[Data taken from a collection]

+ + +

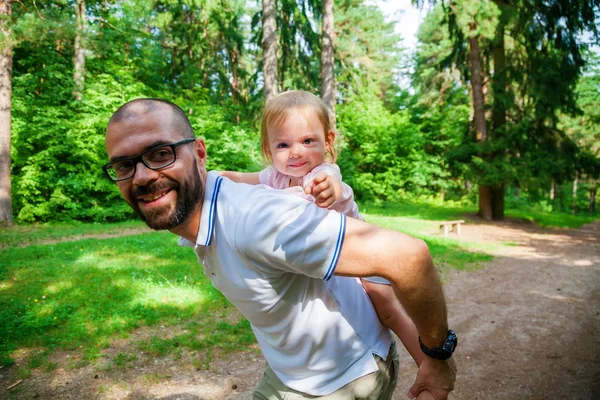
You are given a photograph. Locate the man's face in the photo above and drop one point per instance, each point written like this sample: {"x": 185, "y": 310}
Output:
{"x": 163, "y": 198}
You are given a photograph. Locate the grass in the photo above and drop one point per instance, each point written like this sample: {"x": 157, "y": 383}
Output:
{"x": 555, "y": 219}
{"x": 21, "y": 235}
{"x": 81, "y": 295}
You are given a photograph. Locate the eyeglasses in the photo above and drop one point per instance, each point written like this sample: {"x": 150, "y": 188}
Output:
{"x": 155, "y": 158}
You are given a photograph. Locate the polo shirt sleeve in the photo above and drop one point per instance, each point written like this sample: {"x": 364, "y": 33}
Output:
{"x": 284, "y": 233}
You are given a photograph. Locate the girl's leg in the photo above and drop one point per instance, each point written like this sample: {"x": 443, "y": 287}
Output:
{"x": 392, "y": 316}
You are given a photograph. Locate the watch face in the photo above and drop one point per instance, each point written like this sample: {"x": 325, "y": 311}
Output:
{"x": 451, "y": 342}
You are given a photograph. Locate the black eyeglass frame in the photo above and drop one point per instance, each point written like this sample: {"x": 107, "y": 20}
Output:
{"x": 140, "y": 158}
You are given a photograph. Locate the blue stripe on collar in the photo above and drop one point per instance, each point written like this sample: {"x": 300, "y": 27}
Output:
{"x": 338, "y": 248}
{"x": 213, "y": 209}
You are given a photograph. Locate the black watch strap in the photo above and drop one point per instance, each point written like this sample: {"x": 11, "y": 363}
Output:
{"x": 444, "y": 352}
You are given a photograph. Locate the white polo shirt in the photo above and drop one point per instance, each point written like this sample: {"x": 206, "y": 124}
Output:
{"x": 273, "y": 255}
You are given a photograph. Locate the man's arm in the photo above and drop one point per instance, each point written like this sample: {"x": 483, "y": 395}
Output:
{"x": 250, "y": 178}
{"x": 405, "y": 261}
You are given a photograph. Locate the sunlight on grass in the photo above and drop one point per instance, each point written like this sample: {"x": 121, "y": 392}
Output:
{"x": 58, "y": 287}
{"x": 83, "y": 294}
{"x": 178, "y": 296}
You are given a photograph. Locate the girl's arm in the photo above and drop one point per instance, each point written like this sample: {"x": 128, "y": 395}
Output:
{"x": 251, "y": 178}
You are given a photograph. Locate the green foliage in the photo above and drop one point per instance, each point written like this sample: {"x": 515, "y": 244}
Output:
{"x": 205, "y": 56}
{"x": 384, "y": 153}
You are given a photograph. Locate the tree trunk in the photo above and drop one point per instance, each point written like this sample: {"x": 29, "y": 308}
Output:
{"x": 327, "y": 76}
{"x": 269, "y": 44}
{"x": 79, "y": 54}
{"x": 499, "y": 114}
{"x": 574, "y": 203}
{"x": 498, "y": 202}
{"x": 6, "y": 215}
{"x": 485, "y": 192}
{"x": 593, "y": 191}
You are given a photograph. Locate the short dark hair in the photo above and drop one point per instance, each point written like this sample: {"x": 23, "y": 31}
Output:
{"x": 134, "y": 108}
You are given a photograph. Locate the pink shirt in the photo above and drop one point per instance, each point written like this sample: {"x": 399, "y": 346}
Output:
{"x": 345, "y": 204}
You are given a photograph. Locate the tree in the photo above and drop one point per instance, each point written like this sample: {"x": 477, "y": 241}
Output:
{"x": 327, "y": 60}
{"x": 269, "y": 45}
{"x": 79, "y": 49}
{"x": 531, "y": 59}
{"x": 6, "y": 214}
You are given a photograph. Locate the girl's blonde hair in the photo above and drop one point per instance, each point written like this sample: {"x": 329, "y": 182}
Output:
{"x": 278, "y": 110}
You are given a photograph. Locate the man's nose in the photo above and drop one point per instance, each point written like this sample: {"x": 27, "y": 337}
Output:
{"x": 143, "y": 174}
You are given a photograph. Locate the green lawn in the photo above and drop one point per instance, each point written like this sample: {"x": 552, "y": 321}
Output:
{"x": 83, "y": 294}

+ + +

_Given problem_. Output the material as a JSON list of strings, one string per line, leaving out blank lines. Include only the part that starts with the line containing "You are given a photograph. Locate the short" and runs through the end of the material above.

_Exercise output_.
[
  "You are given a photograph. Locate the short dark hair in the photo above and drop one point per instance, each point written like this sample: {\"x\": 23, \"y\": 31}",
  "Output:",
  "{\"x\": 134, \"y\": 108}",
  "You are given a photograph. Locate the pink shirt in the photo above and drop one point per instance, each point written like this sample: {\"x\": 399, \"y\": 346}",
  "Output:",
  "{\"x\": 345, \"y\": 204}",
  "You are given a photograph. Locate the tree in the photo above and drop one point per instance, each point written like this sample: {\"x\": 477, \"y\": 241}",
  "Output:",
  "{\"x\": 327, \"y\": 60}",
  "{\"x\": 269, \"y\": 45}",
  "{\"x\": 79, \"y\": 49}",
  "{\"x\": 531, \"y\": 59}",
  "{\"x\": 6, \"y\": 214}",
  "You are given a photograph. Locate the girl's blonde hair in the photo above and drop one point per instance, each point written like this sample: {\"x\": 329, \"y\": 182}",
  "Output:",
  "{\"x\": 278, \"y\": 110}",
  "You are given a photograph. Locate the man's nose in the photo above and drop one point per instance, each point written like this sample: {\"x\": 27, \"y\": 337}",
  "Output:",
  "{\"x\": 143, \"y\": 174}",
  "You are given a photograph. Locate the green lawn in the photo above and drop one point per instance, each point written like this sample: {\"x\": 552, \"y\": 321}",
  "Output:",
  "{\"x\": 83, \"y\": 294}"
]